** EXTRAIT FOURNI **
+ + +

Mme Pascale Gruny, rapporteur. - En parallèle des négociations au sein du Conseil, la rapporteure italienne socialiste, Mme Gualmini, a présenté son rapport sur le texte en commission de l'emploi et des affaires sociales du Parlement européen. Ce rapport - encore « plus ambitieux » si l'on peut dire que la proposition de la Commission européenne - a apporté des modifications importantes au texte sur la question des algorithmes, mais surtout sur celle du statut : la liste des 5 critères a été élargie à 11 et a été transférée d'un article vers un considérant, rendant ainsi beaucoup plus large le champ des situations susceptibles d'être requalifiées en salariat. Cette position a suscité de vives inquiétudes chez plusieurs eurodéputés, notamment du Parti populaire européen (PPE) et de Renew. Des négociations sont actuellement en cours : la rapporteure socialiste semble prête à faire des concessions, mais toutes les conditions ne semblent pour le moment pas réunies pour aboutir à un texte de compromis. Le vote sur les amendements en commission devrait avoir lieu fin octobre, pour un vote en plénière avant la fin de l'année 2022.
En l'état de la proposition de texte et des amendements de compromis, que nous avons pu consulter, le texte du Parlement nous semble effectivement « aller trop loin ». Le texte de la Commission, modifié par les présidences française puis tchèque, nous semble être plus raisonnable. Nous allons vous en expliquer les raisons.
Bien qu'imparfait, le cadre juridique que la Commission propose nous semble effectivement nécessaire et essentiel pour réguler le développement des plateformes et encadrer les conditions de travail de leurs travailleurs. En effet, les dérives constatées, la multiplication et la diversité des jurisprudences et des législations sur ce sujet qui concerne tous les pays de l'Union européenne, nous paraissent justifier une action au niveau européen.
Selon nous, il ne s'agit pas, avec ce texte, de critiquer le statut d'indépendant mais son détournement par les plateformes. Ce texte et les critères qu'il établit - certainement perfectibles, comme ma collègue Laurence Harribey vous l'indiquera - devraient conduire les plateformes à s'adapter et à supprimer les éléments de subordination dans leur relation avec les travailleurs. Cette directive est essentielle en ce qu'elle devrait inciter les plateformes à des pratiques plus vertueuses. Le but est que les travailleurs, s'ils sont indépendants de par leur statut le soient réellement dans les faits.

+ + +

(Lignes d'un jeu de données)
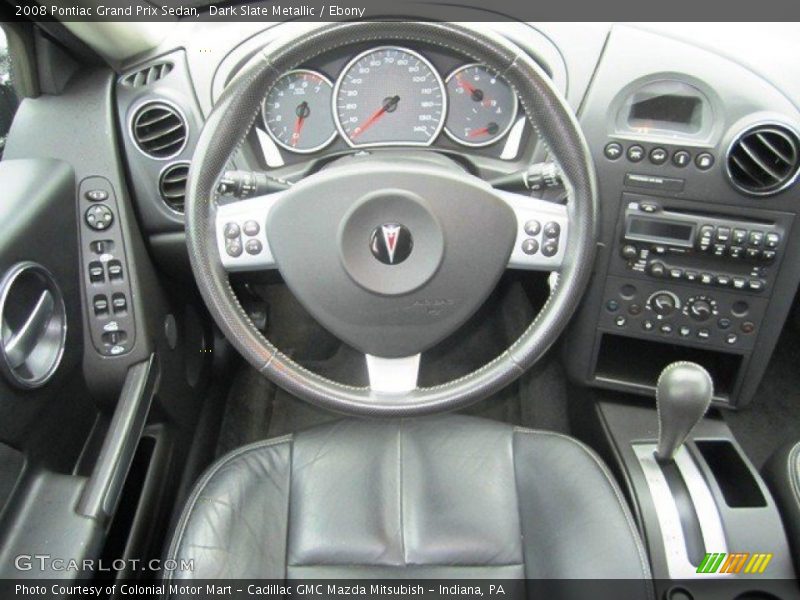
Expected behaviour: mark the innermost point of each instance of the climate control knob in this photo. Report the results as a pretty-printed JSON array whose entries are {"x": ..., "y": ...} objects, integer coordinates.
[
  {"x": 701, "y": 308},
  {"x": 663, "y": 303}
]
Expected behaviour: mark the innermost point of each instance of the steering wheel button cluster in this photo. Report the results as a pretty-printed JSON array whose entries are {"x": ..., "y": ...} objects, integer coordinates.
[
  {"x": 251, "y": 227},
  {"x": 99, "y": 217},
  {"x": 232, "y": 231},
  {"x": 233, "y": 247},
  {"x": 252, "y": 246},
  {"x": 550, "y": 248},
  {"x": 533, "y": 227}
]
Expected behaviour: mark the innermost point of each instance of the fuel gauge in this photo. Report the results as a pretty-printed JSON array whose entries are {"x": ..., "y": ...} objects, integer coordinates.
[{"x": 483, "y": 106}]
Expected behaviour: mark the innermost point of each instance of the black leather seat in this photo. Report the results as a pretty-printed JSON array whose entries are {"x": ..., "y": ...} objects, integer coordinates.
[
  {"x": 782, "y": 474},
  {"x": 450, "y": 496}
]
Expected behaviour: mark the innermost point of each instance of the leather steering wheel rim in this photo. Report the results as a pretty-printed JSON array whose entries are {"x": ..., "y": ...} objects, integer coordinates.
[{"x": 229, "y": 123}]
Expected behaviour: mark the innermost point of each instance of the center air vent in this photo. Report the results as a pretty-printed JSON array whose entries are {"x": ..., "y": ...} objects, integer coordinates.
[
  {"x": 148, "y": 75},
  {"x": 159, "y": 130},
  {"x": 764, "y": 159},
  {"x": 172, "y": 185}
]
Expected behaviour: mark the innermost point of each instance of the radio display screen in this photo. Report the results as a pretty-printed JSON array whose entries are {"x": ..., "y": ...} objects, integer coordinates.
[{"x": 666, "y": 230}]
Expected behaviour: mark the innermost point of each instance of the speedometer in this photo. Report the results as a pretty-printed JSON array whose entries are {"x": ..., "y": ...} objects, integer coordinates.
[{"x": 389, "y": 96}]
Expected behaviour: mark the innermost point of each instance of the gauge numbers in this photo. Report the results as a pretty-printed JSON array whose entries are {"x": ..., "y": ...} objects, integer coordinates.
[
  {"x": 389, "y": 96},
  {"x": 482, "y": 106},
  {"x": 297, "y": 111}
]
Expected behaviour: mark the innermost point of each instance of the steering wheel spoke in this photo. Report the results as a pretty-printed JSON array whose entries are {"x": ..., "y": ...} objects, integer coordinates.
[
  {"x": 393, "y": 375},
  {"x": 542, "y": 230},
  {"x": 241, "y": 232}
]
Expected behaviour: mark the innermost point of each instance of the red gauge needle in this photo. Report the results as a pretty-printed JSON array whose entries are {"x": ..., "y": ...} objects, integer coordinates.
[
  {"x": 302, "y": 113},
  {"x": 388, "y": 106},
  {"x": 490, "y": 129},
  {"x": 476, "y": 94}
]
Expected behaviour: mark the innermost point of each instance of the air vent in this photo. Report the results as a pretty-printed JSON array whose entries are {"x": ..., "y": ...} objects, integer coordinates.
[
  {"x": 148, "y": 75},
  {"x": 764, "y": 159},
  {"x": 159, "y": 130},
  {"x": 172, "y": 185}
]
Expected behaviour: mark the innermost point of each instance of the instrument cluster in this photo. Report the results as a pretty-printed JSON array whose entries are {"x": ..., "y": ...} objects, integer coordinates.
[{"x": 389, "y": 96}]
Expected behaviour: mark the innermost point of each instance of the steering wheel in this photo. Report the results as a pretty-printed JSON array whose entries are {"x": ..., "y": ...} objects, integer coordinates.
[{"x": 392, "y": 251}]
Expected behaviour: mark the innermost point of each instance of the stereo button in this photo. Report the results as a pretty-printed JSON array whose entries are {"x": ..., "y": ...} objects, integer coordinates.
[
  {"x": 756, "y": 238},
  {"x": 658, "y": 156},
  {"x": 772, "y": 240},
  {"x": 681, "y": 158}
]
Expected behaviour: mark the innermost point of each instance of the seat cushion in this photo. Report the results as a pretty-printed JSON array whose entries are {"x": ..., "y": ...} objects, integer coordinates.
[
  {"x": 449, "y": 496},
  {"x": 782, "y": 474}
]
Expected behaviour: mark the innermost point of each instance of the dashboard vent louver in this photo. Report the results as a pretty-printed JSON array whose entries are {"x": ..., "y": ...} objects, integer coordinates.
[
  {"x": 172, "y": 185},
  {"x": 764, "y": 159},
  {"x": 159, "y": 130},
  {"x": 148, "y": 75}
]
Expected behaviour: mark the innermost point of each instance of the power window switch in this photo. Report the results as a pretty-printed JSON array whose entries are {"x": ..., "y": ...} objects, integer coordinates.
[
  {"x": 96, "y": 272},
  {"x": 100, "y": 305},
  {"x": 119, "y": 303},
  {"x": 114, "y": 270}
]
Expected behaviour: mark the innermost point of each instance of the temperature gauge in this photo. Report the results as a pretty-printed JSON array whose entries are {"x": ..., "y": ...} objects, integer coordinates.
[
  {"x": 482, "y": 106},
  {"x": 297, "y": 111}
]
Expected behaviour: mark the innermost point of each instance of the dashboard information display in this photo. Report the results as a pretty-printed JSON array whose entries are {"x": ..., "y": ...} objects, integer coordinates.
[
  {"x": 389, "y": 96},
  {"x": 297, "y": 111}
]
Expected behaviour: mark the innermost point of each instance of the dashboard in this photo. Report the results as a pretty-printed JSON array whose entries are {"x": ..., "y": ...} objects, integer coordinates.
[
  {"x": 388, "y": 96},
  {"x": 697, "y": 158}
]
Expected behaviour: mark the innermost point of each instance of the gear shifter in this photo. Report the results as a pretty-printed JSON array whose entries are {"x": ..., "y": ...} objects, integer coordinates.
[{"x": 683, "y": 395}]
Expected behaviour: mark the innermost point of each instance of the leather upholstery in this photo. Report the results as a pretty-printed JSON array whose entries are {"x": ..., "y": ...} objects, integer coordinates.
[
  {"x": 450, "y": 496},
  {"x": 782, "y": 474}
]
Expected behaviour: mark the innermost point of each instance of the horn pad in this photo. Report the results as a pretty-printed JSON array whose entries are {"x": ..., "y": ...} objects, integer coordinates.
[{"x": 391, "y": 252}]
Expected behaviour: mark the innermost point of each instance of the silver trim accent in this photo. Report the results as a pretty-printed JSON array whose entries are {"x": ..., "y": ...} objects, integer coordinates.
[
  {"x": 135, "y": 110},
  {"x": 256, "y": 209},
  {"x": 514, "y": 140},
  {"x": 393, "y": 375},
  {"x": 737, "y": 138},
  {"x": 347, "y": 68},
  {"x": 708, "y": 516},
  {"x": 511, "y": 121},
  {"x": 269, "y": 130},
  {"x": 51, "y": 295},
  {"x": 161, "y": 174}
]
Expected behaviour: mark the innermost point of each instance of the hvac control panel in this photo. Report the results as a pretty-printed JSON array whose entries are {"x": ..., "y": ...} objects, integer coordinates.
[{"x": 105, "y": 269}]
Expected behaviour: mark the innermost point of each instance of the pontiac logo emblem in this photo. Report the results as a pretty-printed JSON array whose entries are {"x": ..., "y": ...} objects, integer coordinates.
[{"x": 391, "y": 243}]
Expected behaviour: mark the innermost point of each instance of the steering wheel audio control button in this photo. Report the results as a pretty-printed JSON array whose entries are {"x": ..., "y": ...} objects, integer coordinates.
[
  {"x": 550, "y": 248},
  {"x": 231, "y": 231},
  {"x": 530, "y": 246},
  {"x": 233, "y": 248},
  {"x": 552, "y": 230},
  {"x": 533, "y": 227},
  {"x": 253, "y": 246},
  {"x": 251, "y": 227}
]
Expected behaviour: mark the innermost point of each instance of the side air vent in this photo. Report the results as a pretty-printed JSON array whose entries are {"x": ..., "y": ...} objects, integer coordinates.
[
  {"x": 159, "y": 130},
  {"x": 764, "y": 159},
  {"x": 172, "y": 185},
  {"x": 148, "y": 75}
]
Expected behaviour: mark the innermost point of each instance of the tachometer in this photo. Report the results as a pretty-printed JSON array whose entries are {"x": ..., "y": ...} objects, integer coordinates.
[
  {"x": 389, "y": 96},
  {"x": 482, "y": 106},
  {"x": 297, "y": 111}
]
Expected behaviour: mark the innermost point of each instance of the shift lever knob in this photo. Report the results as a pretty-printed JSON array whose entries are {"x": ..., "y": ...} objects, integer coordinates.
[{"x": 683, "y": 395}]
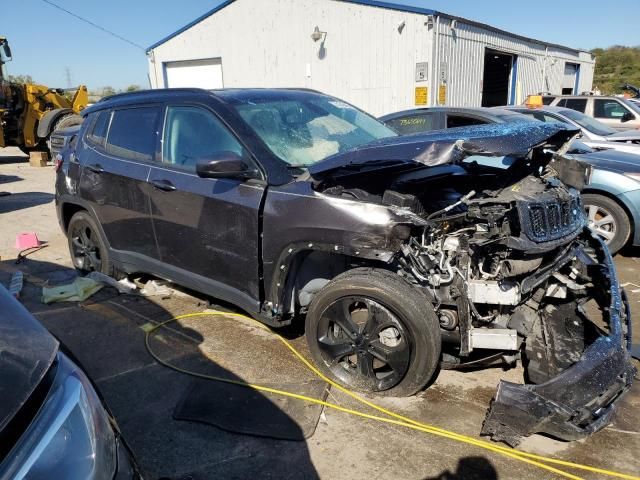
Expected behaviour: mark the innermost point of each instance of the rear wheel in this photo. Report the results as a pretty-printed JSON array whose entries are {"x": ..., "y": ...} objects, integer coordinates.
[
  {"x": 608, "y": 220},
  {"x": 372, "y": 331},
  {"x": 88, "y": 249}
]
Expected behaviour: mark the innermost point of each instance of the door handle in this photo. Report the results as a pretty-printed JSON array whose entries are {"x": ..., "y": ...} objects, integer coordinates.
[
  {"x": 164, "y": 185},
  {"x": 96, "y": 168}
]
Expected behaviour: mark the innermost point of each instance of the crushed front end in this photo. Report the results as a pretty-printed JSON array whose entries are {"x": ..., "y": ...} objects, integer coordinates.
[{"x": 504, "y": 255}]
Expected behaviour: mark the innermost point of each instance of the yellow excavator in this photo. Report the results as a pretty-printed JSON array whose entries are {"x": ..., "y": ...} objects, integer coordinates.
[{"x": 29, "y": 113}]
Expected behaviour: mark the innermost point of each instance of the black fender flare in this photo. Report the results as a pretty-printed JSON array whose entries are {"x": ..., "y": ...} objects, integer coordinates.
[
  {"x": 277, "y": 283},
  {"x": 49, "y": 119}
]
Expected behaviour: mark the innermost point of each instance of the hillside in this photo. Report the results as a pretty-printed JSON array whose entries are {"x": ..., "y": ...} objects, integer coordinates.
[{"x": 614, "y": 66}]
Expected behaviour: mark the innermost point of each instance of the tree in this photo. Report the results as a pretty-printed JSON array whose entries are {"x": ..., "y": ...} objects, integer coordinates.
[{"x": 615, "y": 66}]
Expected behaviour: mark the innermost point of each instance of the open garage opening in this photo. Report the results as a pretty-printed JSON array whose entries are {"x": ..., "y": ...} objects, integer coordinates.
[{"x": 496, "y": 79}]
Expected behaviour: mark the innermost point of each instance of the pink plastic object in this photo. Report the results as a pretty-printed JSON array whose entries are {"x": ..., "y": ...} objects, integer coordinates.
[{"x": 27, "y": 240}]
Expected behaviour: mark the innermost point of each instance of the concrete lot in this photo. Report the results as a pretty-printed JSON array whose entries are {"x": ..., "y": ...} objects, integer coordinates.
[{"x": 105, "y": 334}]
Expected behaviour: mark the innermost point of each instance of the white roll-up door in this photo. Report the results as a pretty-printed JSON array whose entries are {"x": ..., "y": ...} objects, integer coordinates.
[
  {"x": 569, "y": 79},
  {"x": 205, "y": 73}
]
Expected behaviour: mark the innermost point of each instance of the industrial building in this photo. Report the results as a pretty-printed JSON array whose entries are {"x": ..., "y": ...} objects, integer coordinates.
[{"x": 380, "y": 56}]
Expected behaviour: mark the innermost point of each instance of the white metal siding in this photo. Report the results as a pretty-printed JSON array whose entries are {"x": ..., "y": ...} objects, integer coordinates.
[
  {"x": 206, "y": 73},
  {"x": 367, "y": 60}
]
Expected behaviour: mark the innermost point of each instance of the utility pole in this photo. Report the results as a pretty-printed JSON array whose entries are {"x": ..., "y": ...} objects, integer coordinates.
[{"x": 67, "y": 72}]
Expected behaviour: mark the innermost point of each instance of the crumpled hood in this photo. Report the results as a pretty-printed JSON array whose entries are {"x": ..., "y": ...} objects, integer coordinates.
[
  {"x": 449, "y": 146},
  {"x": 624, "y": 136},
  {"x": 27, "y": 350}
]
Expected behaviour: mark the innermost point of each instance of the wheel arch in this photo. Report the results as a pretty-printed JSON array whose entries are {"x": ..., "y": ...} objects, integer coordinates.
[
  {"x": 615, "y": 198},
  {"x": 303, "y": 269}
]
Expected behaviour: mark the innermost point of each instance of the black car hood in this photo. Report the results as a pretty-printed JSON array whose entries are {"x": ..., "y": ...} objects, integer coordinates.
[
  {"x": 612, "y": 160},
  {"x": 447, "y": 146},
  {"x": 27, "y": 350}
]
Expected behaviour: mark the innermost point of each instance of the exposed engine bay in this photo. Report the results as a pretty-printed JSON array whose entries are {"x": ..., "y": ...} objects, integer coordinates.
[{"x": 500, "y": 247}]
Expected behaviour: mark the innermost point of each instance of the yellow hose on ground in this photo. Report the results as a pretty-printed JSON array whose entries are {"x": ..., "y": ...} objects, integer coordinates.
[{"x": 397, "y": 419}]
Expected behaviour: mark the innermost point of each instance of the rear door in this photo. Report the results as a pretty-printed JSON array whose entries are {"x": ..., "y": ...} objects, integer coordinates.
[
  {"x": 207, "y": 229},
  {"x": 116, "y": 156},
  {"x": 615, "y": 114}
]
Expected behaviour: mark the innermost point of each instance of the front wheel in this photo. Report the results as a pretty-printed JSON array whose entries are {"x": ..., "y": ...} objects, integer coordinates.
[
  {"x": 608, "y": 220},
  {"x": 370, "y": 330}
]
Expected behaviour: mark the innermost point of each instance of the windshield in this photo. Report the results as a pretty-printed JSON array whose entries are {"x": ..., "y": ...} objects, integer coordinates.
[
  {"x": 591, "y": 124},
  {"x": 303, "y": 131}
]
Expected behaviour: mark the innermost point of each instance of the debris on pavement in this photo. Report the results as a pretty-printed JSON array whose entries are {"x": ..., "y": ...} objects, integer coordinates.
[
  {"x": 77, "y": 291},
  {"x": 16, "y": 284},
  {"x": 154, "y": 288},
  {"x": 27, "y": 240},
  {"x": 123, "y": 286}
]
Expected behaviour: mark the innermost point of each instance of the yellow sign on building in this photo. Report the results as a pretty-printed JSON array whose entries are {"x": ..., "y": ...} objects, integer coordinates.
[
  {"x": 421, "y": 95},
  {"x": 442, "y": 94}
]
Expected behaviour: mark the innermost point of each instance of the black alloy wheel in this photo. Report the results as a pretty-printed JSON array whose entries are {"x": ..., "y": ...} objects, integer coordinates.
[
  {"x": 370, "y": 330},
  {"x": 364, "y": 343},
  {"x": 85, "y": 247}
]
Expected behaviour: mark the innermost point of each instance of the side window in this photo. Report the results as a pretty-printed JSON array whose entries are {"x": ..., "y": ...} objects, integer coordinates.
[
  {"x": 98, "y": 132},
  {"x": 454, "y": 121},
  {"x": 423, "y": 122},
  {"x": 611, "y": 109},
  {"x": 192, "y": 134},
  {"x": 133, "y": 133},
  {"x": 579, "y": 104}
]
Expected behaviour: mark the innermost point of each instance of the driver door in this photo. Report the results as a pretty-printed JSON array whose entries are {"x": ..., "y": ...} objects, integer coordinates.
[{"x": 206, "y": 229}]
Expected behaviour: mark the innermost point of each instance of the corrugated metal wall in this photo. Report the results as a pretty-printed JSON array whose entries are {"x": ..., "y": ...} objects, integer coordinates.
[
  {"x": 366, "y": 60},
  {"x": 538, "y": 68}
]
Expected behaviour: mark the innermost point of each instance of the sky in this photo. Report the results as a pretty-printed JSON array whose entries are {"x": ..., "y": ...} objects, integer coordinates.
[{"x": 48, "y": 43}]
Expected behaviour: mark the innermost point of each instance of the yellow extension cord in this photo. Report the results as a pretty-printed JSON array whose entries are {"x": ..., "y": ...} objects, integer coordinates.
[{"x": 397, "y": 419}]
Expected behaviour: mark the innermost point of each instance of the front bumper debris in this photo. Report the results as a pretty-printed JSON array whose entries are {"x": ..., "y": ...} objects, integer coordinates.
[{"x": 582, "y": 399}]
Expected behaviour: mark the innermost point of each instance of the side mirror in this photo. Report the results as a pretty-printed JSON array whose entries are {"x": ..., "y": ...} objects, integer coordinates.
[
  {"x": 7, "y": 50},
  {"x": 224, "y": 165},
  {"x": 627, "y": 117}
]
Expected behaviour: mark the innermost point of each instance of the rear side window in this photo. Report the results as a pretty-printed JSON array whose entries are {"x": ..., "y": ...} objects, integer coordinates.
[
  {"x": 99, "y": 129},
  {"x": 193, "y": 134},
  {"x": 412, "y": 124},
  {"x": 578, "y": 104},
  {"x": 133, "y": 133},
  {"x": 454, "y": 121}
]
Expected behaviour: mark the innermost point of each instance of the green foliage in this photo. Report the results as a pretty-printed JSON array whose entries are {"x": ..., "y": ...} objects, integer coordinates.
[{"x": 615, "y": 66}]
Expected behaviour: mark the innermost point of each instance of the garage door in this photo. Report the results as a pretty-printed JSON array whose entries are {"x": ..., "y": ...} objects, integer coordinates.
[
  {"x": 205, "y": 73},
  {"x": 569, "y": 79}
]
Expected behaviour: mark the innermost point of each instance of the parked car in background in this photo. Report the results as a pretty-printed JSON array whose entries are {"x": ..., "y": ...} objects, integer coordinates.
[
  {"x": 52, "y": 422},
  {"x": 292, "y": 203},
  {"x": 594, "y": 133},
  {"x": 611, "y": 200},
  {"x": 615, "y": 112}
]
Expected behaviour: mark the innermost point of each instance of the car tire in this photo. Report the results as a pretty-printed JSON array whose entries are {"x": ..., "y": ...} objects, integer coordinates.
[
  {"x": 372, "y": 331},
  {"x": 87, "y": 247},
  {"x": 608, "y": 220}
]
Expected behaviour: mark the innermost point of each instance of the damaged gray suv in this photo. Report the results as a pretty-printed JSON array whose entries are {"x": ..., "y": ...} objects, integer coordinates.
[{"x": 401, "y": 254}]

+ + +

** EXERCICES **
1. Recopiez le passage de l'extrait sur la directive relative aux travailleurs des plateformes qui va de « Selon nous, il » jusqu'à « dans les faits. » inclus.
2. Relevez chaque ligne des enregistrements qui contient le mot « knob », en tenant compte de la casse.
L'extrait et les enregistrements constituent deux documents indépendants l'un de l'autre.

** CORRIGÉ **
1.
Selon nous, il ne s'agit pas, avec ce texte, de critiquer le statut d'indépendant mais son détournement par les plateformes. Ce texte et les critères qu'il établit - certainement perfectibles, comme ma collègue Laurence Harribey vous l'indiquera - devraient conduire les plateformes à s'adapter et à supprimer les éléments de subordination dans leur relation avec les travailleurs. Cette directive est essentielle en ce qu'elle devrait inciter les plateformes à des pratiques plus vertueuses. Le but est que les travailleurs, s'ils sont indépendants de par leur statut le soient réellement dans les faits.

2.
Expected behaviour: mark the innermost point of each instance of the climate control knob in this photo. Report the results as a pretty-printed JSON array whose entries are {"x": ..., "y": ...} objects, integer coordinates.
Expected behaviour: mark the innermost point of each instance of the shift lever knob in this photo. Report the results as a pretty-printed JSON array whose entries are {"x": ..., "y": ...} objects, integer coordinates.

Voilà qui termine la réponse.